# Requirement
Report every line of the items below that contains the word "metal", paying attention to case.

# Dataset excerpts on object pointing
--------

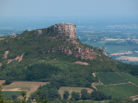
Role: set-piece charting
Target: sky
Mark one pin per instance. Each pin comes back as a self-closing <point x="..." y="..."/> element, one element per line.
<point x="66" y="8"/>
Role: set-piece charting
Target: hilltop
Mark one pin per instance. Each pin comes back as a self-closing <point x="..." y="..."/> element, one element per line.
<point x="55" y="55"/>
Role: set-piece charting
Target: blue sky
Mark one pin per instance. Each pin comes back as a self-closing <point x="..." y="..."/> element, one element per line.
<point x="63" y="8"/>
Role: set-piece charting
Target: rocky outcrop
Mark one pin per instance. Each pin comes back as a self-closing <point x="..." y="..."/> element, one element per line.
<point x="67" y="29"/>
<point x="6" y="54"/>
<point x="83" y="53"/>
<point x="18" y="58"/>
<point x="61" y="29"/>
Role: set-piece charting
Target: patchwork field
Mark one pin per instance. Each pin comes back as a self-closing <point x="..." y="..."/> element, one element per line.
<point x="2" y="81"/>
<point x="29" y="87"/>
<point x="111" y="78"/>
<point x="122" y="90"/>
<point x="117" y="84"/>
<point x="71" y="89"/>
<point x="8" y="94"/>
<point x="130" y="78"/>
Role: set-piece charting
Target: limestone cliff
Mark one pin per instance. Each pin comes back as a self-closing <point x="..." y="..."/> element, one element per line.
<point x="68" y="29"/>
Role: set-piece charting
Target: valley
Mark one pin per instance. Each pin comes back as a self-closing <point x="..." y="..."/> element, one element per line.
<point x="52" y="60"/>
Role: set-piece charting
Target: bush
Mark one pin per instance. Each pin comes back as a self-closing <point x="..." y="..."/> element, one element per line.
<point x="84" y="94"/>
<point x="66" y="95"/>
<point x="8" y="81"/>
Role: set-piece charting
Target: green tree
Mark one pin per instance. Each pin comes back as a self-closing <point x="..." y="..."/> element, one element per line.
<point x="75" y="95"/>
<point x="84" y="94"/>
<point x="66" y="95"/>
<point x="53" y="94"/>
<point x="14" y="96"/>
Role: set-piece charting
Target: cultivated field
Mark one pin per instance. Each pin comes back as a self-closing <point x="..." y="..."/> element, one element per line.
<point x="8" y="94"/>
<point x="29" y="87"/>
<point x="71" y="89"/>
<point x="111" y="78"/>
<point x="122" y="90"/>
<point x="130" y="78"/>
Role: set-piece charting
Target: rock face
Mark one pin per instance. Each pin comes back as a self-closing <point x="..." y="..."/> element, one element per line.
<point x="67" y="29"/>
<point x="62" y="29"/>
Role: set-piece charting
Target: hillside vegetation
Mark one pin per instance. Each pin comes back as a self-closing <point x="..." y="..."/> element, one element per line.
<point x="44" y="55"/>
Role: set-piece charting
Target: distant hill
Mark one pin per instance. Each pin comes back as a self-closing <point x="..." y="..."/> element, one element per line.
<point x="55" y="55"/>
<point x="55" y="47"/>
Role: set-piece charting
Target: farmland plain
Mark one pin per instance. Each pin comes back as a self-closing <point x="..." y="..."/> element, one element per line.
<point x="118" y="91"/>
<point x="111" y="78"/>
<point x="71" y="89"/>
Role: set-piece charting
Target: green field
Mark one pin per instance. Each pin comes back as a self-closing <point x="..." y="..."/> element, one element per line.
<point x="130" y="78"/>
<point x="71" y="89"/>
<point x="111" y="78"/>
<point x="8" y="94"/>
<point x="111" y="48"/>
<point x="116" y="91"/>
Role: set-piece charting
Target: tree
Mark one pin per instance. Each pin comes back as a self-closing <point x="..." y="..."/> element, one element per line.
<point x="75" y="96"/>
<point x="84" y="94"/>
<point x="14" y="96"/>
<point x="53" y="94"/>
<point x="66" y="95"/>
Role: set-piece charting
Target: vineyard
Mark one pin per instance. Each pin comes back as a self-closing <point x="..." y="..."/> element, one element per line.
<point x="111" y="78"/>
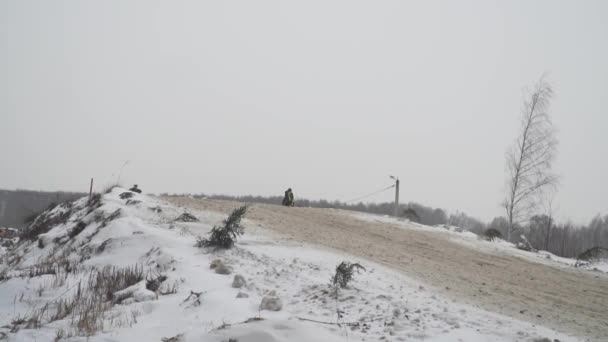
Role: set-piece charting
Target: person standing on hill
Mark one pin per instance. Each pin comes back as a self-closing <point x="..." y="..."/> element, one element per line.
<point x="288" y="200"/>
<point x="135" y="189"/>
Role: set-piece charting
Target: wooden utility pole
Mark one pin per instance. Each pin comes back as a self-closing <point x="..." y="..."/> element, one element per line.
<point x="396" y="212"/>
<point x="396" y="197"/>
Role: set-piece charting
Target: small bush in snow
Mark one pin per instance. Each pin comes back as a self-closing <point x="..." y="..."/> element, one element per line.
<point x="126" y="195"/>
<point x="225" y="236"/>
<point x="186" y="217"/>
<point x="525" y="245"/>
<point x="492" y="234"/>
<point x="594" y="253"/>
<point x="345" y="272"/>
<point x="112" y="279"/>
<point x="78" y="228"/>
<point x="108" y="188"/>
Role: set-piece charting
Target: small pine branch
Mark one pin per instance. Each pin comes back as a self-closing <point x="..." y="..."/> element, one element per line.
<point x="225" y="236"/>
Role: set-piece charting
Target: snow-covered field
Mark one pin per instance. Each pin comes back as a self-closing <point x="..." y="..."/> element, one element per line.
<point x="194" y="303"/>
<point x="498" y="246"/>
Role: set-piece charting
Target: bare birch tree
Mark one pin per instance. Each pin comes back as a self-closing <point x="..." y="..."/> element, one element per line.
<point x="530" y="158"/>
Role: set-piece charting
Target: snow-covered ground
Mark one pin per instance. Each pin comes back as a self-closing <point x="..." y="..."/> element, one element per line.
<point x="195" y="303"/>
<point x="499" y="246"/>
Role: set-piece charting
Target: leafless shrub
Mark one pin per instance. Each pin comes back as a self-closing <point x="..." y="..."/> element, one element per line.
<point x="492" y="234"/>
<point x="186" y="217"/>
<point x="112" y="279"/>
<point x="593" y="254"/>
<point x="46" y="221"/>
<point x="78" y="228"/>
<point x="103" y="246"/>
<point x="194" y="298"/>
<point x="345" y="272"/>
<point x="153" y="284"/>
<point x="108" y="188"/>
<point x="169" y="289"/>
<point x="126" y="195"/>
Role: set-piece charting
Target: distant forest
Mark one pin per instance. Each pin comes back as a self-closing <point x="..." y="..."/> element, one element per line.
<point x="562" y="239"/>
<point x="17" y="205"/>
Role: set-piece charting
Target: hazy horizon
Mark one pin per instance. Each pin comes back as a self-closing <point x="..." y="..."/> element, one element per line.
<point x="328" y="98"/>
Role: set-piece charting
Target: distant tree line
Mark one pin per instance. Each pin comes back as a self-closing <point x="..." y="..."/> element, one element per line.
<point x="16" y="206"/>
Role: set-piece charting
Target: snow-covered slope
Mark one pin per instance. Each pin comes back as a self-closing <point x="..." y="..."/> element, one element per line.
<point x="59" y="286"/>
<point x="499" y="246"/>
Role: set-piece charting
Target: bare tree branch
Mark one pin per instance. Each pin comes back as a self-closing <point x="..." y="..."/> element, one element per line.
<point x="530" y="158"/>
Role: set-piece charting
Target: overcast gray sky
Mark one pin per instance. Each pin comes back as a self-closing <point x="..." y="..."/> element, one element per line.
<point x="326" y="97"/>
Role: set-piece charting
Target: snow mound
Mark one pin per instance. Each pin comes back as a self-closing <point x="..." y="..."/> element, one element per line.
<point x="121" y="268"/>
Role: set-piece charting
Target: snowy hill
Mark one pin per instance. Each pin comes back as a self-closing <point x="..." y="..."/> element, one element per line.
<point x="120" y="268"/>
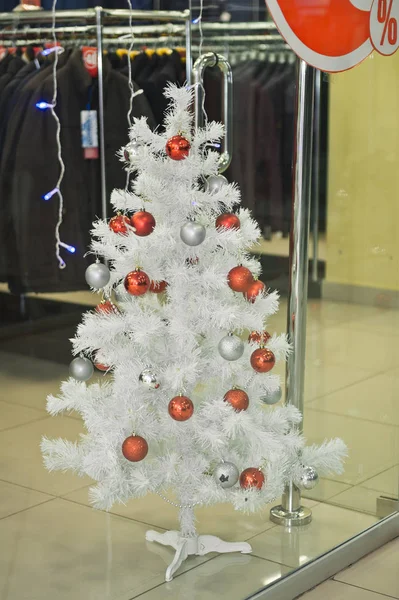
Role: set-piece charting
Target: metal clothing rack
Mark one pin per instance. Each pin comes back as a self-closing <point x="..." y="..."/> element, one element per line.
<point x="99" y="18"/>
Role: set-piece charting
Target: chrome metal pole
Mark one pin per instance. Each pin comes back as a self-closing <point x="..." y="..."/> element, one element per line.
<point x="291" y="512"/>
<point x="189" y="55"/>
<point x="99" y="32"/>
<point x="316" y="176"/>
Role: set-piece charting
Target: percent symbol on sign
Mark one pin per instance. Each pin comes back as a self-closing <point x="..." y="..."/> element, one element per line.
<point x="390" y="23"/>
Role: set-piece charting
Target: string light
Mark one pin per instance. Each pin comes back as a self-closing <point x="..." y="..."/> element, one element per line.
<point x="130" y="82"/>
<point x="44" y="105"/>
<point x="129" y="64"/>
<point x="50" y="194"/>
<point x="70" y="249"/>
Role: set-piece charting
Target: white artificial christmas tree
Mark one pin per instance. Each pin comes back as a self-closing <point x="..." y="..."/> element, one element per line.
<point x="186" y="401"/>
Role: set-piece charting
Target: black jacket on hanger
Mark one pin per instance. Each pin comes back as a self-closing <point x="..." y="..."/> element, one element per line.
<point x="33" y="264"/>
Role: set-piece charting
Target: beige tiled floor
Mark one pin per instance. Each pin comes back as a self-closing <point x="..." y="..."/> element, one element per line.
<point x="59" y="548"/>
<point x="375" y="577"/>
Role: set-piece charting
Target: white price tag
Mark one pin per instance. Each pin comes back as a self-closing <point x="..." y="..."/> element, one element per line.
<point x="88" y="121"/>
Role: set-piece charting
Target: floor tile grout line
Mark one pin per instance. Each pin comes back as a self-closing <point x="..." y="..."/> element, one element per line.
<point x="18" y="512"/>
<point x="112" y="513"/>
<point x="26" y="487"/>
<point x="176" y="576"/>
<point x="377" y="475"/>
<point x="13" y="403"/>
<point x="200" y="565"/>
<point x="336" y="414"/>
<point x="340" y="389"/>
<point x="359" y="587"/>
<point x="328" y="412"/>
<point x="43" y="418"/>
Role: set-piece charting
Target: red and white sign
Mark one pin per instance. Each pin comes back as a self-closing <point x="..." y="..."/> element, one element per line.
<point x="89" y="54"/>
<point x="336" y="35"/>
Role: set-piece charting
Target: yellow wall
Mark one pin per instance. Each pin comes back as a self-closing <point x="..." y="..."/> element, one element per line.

--------

# Solution for this task
Target: metal clothing rack
Target: chrome metal pole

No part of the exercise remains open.